Recast every line of the listing as a JSON list of strings, one string per line, skipping blank lines and leaving out the pictures.

Entries from a pointing dataset
□ □ □ □ □ □ □

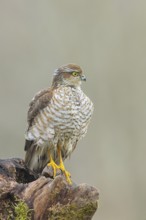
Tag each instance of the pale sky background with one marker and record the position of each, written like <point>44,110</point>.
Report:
<point>108,40</point>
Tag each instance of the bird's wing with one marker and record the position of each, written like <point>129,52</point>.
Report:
<point>40,101</point>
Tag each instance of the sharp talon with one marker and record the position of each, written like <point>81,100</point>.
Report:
<point>54,167</point>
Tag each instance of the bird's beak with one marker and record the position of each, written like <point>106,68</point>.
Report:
<point>83,77</point>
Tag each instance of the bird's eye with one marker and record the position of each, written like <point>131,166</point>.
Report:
<point>75,74</point>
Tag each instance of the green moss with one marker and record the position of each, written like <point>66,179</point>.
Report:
<point>21,210</point>
<point>67,212</point>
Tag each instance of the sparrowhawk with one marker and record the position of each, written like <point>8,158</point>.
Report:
<point>58,118</point>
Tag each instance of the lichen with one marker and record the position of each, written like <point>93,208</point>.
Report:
<point>72,211</point>
<point>21,210</point>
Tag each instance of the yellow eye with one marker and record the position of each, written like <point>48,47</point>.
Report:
<point>75,73</point>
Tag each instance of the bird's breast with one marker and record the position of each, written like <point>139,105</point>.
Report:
<point>68,113</point>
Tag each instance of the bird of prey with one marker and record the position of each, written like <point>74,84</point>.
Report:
<point>58,117</point>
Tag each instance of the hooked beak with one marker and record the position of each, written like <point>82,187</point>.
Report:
<point>83,78</point>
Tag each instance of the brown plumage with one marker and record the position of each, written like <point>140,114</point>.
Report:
<point>58,118</point>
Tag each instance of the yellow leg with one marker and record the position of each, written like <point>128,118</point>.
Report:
<point>53,165</point>
<point>62,167</point>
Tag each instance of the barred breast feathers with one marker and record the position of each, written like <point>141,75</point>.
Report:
<point>67,110</point>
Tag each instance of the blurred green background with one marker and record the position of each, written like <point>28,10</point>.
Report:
<point>108,40</point>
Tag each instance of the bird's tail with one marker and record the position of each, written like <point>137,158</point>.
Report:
<point>36,158</point>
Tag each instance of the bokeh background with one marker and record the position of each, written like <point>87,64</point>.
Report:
<point>108,40</point>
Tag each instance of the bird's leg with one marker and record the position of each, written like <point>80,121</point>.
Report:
<point>62,167</point>
<point>53,165</point>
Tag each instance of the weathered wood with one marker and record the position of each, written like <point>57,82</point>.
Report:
<point>24,195</point>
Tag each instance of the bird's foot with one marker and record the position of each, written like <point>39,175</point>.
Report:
<point>66,173</point>
<point>54,167</point>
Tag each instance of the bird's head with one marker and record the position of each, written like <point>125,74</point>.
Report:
<point>68,75</point>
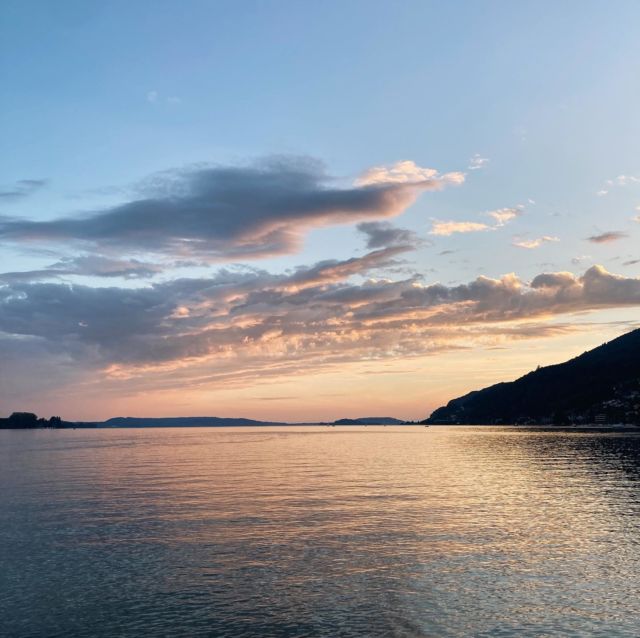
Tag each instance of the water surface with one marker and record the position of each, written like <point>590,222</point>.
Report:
<point>315,531</point>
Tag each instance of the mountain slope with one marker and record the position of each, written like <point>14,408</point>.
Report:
<point>604,381</point>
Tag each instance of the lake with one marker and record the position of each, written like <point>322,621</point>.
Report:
<point>319,531</point>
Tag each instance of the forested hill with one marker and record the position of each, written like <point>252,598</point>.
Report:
<point>602,386</point>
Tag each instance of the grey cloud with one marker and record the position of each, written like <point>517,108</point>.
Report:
<point>381,234</point>
<point>605,238</point>
<point>87,265</point>
<point>21,189</point>
<point>239,325</point>
<point>229,212</point>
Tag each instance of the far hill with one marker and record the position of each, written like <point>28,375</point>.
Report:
<point>369,420</point>
<point>179,422</point>
<point>599,386</point>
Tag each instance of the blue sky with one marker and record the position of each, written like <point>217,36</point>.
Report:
<point>98,97</point>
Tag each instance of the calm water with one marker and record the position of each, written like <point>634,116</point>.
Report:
<point>319,532</point>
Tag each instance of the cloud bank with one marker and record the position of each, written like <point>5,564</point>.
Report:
<point>243,325</point>
<point>233,213</point>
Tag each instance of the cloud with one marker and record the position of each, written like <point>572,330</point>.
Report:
<point>447,228</point>
<point>232,213</point>
<point>477,162</point>
<point>500,216</point>
<point>381,234</point>
<point>504,215</point>
<point>87,266</point>
<point>21,189</point>
<point>534,243</point>
<point>606,238</point>
<point>620,180</point>
<point>239,326</point>
<point>408,172</point>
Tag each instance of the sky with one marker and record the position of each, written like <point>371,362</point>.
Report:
<point>305,211</point>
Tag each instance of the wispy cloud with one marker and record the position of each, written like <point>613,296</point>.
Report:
<point>409,173</point>
<point>620,180</point>
<point>504,215</point>
<point>447,228</point>
<point>21,189</point>
<point>237,326</point>
<point>608,237</point>
<point>477,162</point>
<point>534,243</point>
<point>500,216</point>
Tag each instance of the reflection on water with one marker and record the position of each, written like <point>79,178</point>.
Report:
<point>319,532</point>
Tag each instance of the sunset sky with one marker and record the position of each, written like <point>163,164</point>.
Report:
<point>310,210</point>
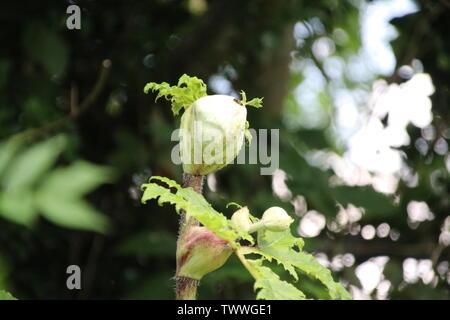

□ □ □ □ □ □ □

• **OUTPUT OF THE EXERCISE**
[
  "Tag each instance of the pale sky background with one marker and record the position of each, written like <point>44,110</point>.",
  "Report:",
  "<point>108,40</point>",
  "Tag each instance of the bird's wing with one marker and record the position of each, written like <point>129,52</point>.",
  "Report:",
  "<point>40,101</point>",
  "Tag each instance of the sharp talon with one marker and record the position of each, written like <point>81,100</point>.",
  "Report:",
  "<point>54,167</point>",
  "Tag each instance of the bird's beak with one marker and record the position of each, written like <point>106,68</point>.",
  "Report:",
  "<point>83,77</point>",
  "Tag each instance of the bird's eye with one marker and record the position of each, written like <point>131,166</point>.",
  "Report:",
  "<point>75,74</point>",
  "Tag each instance of the green moss with one marker and record the position of each, written like <point>66,179</point>.",
  "Report:",
  "<point>21,210</point>",
  "<point>67,212</point>",
  "Tag each instance of the sparrowhawk with one marker and record the position of each, written like <point>8,158</point>.",
  "Report:",
  "<point>58,118</point>",
  "Tag each instance of the lichen with one marker and record the position of each, written like <point>93,208</point>.",
  "Report:",
  "<point>72,211</point>",
  "<point>21,210</point>",
  "Tag each instance of the yellow eye with one marker and record the position of each, written like <point>48,47</point>.",
  "Report:",
  "<point>75,73</point>",
  "Tag each instance of the bird's breast with one marker and record the position of each, written like <point>139,105</point>.",
  "Report:",
  "<point>68,113</point>",
  "Tag each instance of the bird of prey with one marker and record the position of each, written like <point>74,84</point>.",
  "Report:",
  "<point>58,117</point>",
  "Tag each instance of the hooked beak with one marker and record the position of each, written like <point>82,187</point>.",
  "Report:",
  "<point>83,78</point>",
  "Tag each instance of the brown plumage with one marker and record the position of each, written like <point>140,114</point>.",
  "Report:",
  "<point>58,118</point>",
  "Tag each instance of the yellow leg with one marker and record the position of each, written like <point>128,118</point>.",
  "Report:",
  "<point>53,165</point>",
  "<point>62,167</point>",
  "Tag each instance of the barred breast feathers with one marker and record the position of each, written like <point>141,75</point>.",
  "Report:",
  "<point>67,110</point>",
  "Tag each instance of the blurred green background with one marker and record the position of each, written like <point>28,10</point>.",
  "Report:",
  "<point>108,40</point>",
  "Tag each instance of the bird's tail with one marker and record the position of each, written like <point>137,158</point>.",
  "Report:",
  "<point>36,158</point>",
  "Tag each instance of the bokeh background with one marker and record the position of each, written like <point>87,64</point>.",
  "Report:",
  "<point>108,40</point>",
  "Tag each instance of the bird's leg with one marker and record the position of each, written like <point>80,121</point>.",
  "Report:",
  "<point>62,167</point>",
  "<point>53,165</point>",
  "Tag each instance of the weathered wood with one marker and record the position of each, written like <point>57,82</point>.",
  "Report:",
  "<point>24,195</point>",
  "Tag each instance of the bird's foot with one marker and record the position of each, written like <point>39,175</point>.",
  "Report:",
  "<point>66,173</point>",
  "<point>54,167</point>",
  "Tag each instance of the bird's head with one marker and record the position of each, written like <point>125,74</point>.",
  "Report:",
  "<point>68,75</point>",
  "Tag each instance of the water surface with one marker and record the position of each, written like <point>590,222</point>.",
  "Report:",
  "<point>315,531</point>",
  "Tag each instance of the mountain slope with one marker and record the position of each, written like <point>14,408</point>.",
  "Report:",
  "<point>604,381</point>",
  "Tag each instance of the lake with one marker and record the position of each, written like <point>322,621</point>.",
  "Report:",
  "<point>319,531</point>",
  "Tag each instance of the forested hill with one marker and record the position of each, written like <point>252,598</point>.",
  "Report:",
  "<point>602,386</point>",
  "Tag each instance of the grey cloud with one marker and record the position of each, written like <point>517,108</point>.",
  "Report:",
  "<point>381,234</point>",
  "<point>605,238</point>",
  "<point>87,265</point>",
  "<point>21,189</point>",
  "<point>239,325</point>",
  "<point>229,212</point>",
  "Tag each instance of the far hill with one marker and record the position of each, written like <point>28,375</point>.",
  "Report:",
  "<point>369,420</point>",
  "<point>179,422</point>",
  "<point>599,386</point>",
  "Tag each instance of the blue sky with one marker and record the position of each, written like <point>217,36</point>.",
  "Report:",
  "<point>98,97</point>",
  "Tag each instance of the calm water with one marker and record the position of each, written like <point>634,116</point>.",
  "Report:",
  "<point>319,532</point>",
  "Tag each instance of the cloud bank with one marker and record the position of each, written like <point>5,564</point>.",
  "Report:",
  "<point>243,325</point>",
  "<point>233,213</point>",
  "Tag each instance of the cloud with one marker and record the position of each, written like <point>572,330</point>.",
  "Report:",
  "<point>447,228</point>",
  "<point>232,213</point>",
  "<point>477,162</point>",
  "<point>500,216</point>",
  "<point>381,234</point>",
  "<point>504,215</point>",
  "<point>87,266</point>",
  "<point>21,189</point>",
  "<point>534,243</point>",
  "<point>606,238</point>",
  "<point>620,180</point>",
  "<point>239,326</point>",
  "<point>408,172</point>",
  "Tag each instance of the sky with one marker and record the position of each, written like <point>371,362</point>.",
  "Report:",
  "<point>305,211</point>",
  "Tag each instance of the wispy cloud with one marker and record the position of each, written like <point>613,296</point>.",
  "Report:",
  "<point>409,173</point>",
  "<point>620,180</point>",
  "<point>504,215</point>",
  "<point>447,228</point>",
  "<point>21,189</point>",
  "<point>237,326</point>",
  "<point>608,237</point>",
  "<point>477,162</point>",
  "<point>534,243</point>",
  "<point>500,216</point>",
  "Tag each instance of the reflection on water with one marker and record the position of each, written like <point>79,178</point>.",
  "Report:",
  "<point>319,532</point>",
  "Tag each instance of the sunset sky with one marker and record the position of each, written like <point>163,164</point>.",
  "Report:",
  "<point>310,210</point>"
]